What is needed: Write out each entry, exactly the way it appears.

* Start *

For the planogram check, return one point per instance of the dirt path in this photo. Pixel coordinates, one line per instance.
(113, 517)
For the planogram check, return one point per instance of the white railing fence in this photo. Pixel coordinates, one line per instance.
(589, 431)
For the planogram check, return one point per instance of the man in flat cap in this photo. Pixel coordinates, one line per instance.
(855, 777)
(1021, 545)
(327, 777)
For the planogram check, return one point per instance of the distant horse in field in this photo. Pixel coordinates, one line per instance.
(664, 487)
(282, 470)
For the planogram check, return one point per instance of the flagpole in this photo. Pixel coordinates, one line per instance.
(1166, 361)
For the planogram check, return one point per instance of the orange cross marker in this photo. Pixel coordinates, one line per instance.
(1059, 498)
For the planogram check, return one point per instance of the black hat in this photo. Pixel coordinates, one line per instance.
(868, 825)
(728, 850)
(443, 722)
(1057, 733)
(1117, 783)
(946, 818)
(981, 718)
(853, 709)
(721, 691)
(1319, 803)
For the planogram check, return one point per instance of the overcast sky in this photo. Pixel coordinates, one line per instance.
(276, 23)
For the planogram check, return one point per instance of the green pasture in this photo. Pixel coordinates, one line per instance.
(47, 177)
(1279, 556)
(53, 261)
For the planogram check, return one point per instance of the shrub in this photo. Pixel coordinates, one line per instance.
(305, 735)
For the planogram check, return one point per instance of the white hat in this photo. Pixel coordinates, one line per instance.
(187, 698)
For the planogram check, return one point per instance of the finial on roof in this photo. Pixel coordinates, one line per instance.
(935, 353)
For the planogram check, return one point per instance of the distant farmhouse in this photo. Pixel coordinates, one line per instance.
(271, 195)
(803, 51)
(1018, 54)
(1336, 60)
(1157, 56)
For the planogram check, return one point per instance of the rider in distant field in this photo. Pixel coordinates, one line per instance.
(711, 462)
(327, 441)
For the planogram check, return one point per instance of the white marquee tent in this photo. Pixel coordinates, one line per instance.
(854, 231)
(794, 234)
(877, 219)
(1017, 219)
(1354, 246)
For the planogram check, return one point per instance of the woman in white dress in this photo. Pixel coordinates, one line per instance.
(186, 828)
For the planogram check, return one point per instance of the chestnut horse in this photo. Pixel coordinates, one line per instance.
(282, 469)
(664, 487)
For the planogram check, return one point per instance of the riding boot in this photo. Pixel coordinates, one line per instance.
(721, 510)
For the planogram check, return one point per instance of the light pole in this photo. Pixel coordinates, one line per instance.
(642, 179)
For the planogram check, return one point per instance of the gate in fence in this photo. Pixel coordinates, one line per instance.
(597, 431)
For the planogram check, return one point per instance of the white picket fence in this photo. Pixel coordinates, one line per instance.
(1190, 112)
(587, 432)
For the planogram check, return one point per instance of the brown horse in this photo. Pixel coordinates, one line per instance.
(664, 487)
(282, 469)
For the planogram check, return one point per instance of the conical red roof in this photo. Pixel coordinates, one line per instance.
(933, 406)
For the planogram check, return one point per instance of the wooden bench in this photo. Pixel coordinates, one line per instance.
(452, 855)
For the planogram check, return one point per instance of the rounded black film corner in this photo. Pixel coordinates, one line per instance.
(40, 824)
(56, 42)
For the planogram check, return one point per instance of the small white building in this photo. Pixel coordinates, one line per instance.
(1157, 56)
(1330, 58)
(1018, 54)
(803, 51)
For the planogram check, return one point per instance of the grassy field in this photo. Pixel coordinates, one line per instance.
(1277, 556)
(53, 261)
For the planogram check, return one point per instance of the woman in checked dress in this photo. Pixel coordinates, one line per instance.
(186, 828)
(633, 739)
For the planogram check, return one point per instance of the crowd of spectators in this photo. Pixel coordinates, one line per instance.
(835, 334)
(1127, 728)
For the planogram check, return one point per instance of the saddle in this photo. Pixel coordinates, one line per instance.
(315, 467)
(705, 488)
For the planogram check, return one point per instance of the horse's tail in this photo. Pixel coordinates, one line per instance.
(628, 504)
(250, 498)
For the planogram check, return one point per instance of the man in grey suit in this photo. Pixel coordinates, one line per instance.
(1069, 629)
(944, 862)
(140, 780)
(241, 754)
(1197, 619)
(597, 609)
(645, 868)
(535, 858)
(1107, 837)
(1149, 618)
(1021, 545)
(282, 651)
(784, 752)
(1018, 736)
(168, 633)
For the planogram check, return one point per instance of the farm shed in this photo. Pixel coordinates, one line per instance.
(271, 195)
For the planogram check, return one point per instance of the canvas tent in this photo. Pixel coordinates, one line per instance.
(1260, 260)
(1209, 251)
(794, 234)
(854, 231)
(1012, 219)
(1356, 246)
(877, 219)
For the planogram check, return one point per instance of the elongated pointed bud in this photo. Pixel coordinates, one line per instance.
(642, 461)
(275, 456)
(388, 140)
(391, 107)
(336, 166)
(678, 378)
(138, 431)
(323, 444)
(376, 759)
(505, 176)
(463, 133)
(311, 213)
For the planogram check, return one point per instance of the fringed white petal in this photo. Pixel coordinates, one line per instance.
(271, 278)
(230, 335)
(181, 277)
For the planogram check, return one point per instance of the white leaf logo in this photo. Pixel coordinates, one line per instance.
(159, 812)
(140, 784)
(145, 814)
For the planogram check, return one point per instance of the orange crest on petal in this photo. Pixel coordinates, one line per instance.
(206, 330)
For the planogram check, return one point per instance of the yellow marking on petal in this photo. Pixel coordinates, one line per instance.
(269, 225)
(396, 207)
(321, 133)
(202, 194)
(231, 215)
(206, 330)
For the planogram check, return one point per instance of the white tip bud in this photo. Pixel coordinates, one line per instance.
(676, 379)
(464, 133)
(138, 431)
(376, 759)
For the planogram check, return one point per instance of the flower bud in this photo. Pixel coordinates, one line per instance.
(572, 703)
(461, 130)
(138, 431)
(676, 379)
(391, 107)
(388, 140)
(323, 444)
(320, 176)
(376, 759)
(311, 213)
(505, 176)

* End *

Answer below:
For the planogram check, return one point per instance of the dirt path in this photo. Pixel coordinates, one line per instance.
(113, 517)
For the planogram check, return one point per instance of the white railing fence in this photo. Pixel coordinates, one line per instance.
(589, 431)
For the planogram check, return one point per instance of the man in flat cap in this photo. Pixel coordinates, one line per instance.
(855, 777)
(1021, 545)
(327, 777)
For the planogram check, return one point per instance of the distant horse in field in this photo. Pixel coordinates, one line per instance.
(664, 487)
(282, 470)
For the planogram check, return one point per instance of the flagpole in this photo. Pixel coordinates, one line per instance.
(1166, 361)
For the planogram check, return one point per instance of the orange cross marker in this photo. Pixel coordinates, one line per instance.
(1059, 498)
For the planogram check, return one point per instance of the black hat in this photo. Pixel coordinates, one line per instance.
(868, 825)
(728, 850)
(443, 722)
(1057, 733)
(1117, 783)
(946, 818)
(981, 718)
(853, 709)
(721, 691)
(1319, 803)
For the planogram check, return one point per instance of the overcast sky in this photo. Pixel coordinates, one line per instance.
(276, 23)
For the planogram check, return one point per instance of the green pasture in this photo. Pixel coordinates, one line per instance.
(47, 177)
(1279, 556)
(53, 261)
For the planogram check, return one point per instance of the shrub in this photo. Pixel coordinates, one line per instance.
(305, 735)
For the planogram check, return one point per instance of the white hat in this photo. Pixel coordinates, one line per instance.
(187, 698)
For the planogram check, return one point per instance of the finial on roof in this photo. Pixel coordinates, one line per instance.
(935, 353)
For the planogram check, return one point per instance of the distant farmhouse in this photo. Pixel coordinates, one line per instance.
(271, 195)
(803, 51)
(1018, 54)
(1336, 60)
(1157, 56)
For the planogram check, return one point per instance of the rider in distant field in this photo. Pixel coordinates, one line per instance.
(711, 462)
(327, 441)
For the planogram check, return one point per instance of the white marquee tent in this photo. Pixel coordinates, one line per instance.
(854, 231)
(794, 234)
(877, 219)
(1017, 219)
(1354, 246)
For the planogram check, return one point per instance of the woman in white dress in this photo. Pixel coordinates, one line per instance.
(186, 828)
For the planogram check, return one point per instance of the chestnut horse in this photo. Pixel coordinates, one line per instance.
(282, 469)
(664, 487)
For the planogram check, return one point per instance of the riding boot in this photo. Pixel coordinates, one line per instance.
(721, 510)
For the planogram check, return one point per instance of the light pole in this photo. Pixel coordinates, one line per instance.
(642, 179)
For the planogram check, return one point per instance of the gate in fence in this photo. Pixel coordinates, one line per instance.
(597, 431)
For the planogram check, return one point per instance of the white picket fence in this photo. Pixel coordinates, one line per instance.
(1190, 112)
(587, 432)
For the planogram check, return one point per instance of the brown horse in this photo. Pixel coordinates, one line per instance.
(664, 487)
(282, 469)
For the planogram check, return one point per instance of the conical red roof in this photo. Pixel coordinates, one line per instance.
(933, 406)
For the planogram check, return one point per instance of the wooden bench in this photo. Pixel coordinates, one line per instance.
(452, 855)
For the planogram check, return one point per instance of the rounded black film corner in this photo. Pixel coordinates, one line per instance.
(40, 824)
(56, 42)
For the planogram check, return one point per instance of the small white building in this photo. Pixel coordinates, one line per instance.
(1157, 56)
(1330, 58)
(1018, 54)
(803, 51)
For the planogram check, return one point per instance of the grassy field in this photo. Pixel coordinates, one line per instance.
(1277, 556)
(53, 261)
For the planogram check, return one point per instance of the woman in checked dress in this photo. Pixel coordinates, one line per instance.
(186, 828)
(633, 739)
For the planogram check, return one point per instance of the crowd of spectators in this photo. Pixel coordinates, one line per instance.
(835, 334)
(1127, 728)
For the planogram check, return one point per instance of the saddle in this photo. Pixel coordinates, one line per instance.
(315, 467)
(705, 488)
For the planogram check, return one point per instance of the horse's tail in this photo. Pixel coordinates, one line per instance.
(628, 504)
(250, 498)
For the planogram check, return one point per instance of the man in grey suit in this photo. Pixel coordinates, one line per instance.
(1069, 629)
(944, 862)
(140, 780)
(241, 754)
(1197, 619)
(597, 609)
(645, 868)
(535, 858)
(1107, 837)
(1149, 618)
(1021, 545)
(282, 651)
(784, 752)
(1018, 736)
(168, 633)
For the planogram check, return one point per instance of the farm shed in this photo. Pixel coordinates, one line per instance.
(271, 195)
For the planogram check, return one point per instance of the canvas tent in this photo. Pixel coordinates, one line per instance.
(1260, 260)
(1209, 251)
(794, 234)
(854, 231)
(1012, 219)
(1356, 246)
(877, 219)
For the planogram check, return one point per instance of the elongated pointed bud in this photo. Pixel coordinates, one line per instance.
(642, 461)
(275, 456)
(388, 140)
(391, 107)
(336, 166)
(678, 378)
(138, 431)
(323, 444)
(376, 759)
(505, 176)
(463, 133)
(311, 213)
For the planogram check, return one point per instance of the fringed white petal in this photo. Pixel coordinates, one line per instance.
(271, 278)
(230, 335)
(181, 277)
For the planogram check, return one point per instance of the white leaf logo in this photo. Pixel coordinates, one line per instance.
(159, 812)
(140, 784)
(145, 814)
For the planogram check, return one point per instance of the orange crest on petal in this photo. Pixel coordinates, one line per instance.
(206, 330)
For the planogram check, return one point per instance of the yellow marking on petal in this photo. Pixel coordinates, one line per instance.
(269, 225)
(396, 207)
(321, 133)
(202, 194)
(231, 215)
(206, 330)
For the planogram check, return one point per instance of the white tip bud in this photo. Pixel coordinates, one line per instance.
(676, 379)
(464, 133)
(138, 431)
(376, 759)
For the planogram check, return one point per instance of the flower bud in this photo. Pixel coordinates, one line per instance.
(572, 703)
(461, 130)
(138, 431)
(676, 379)
(391, 107)
(388, 140)
(323, 444)
(320, 176)
(376, 759)
(311, 213)
(505, 176)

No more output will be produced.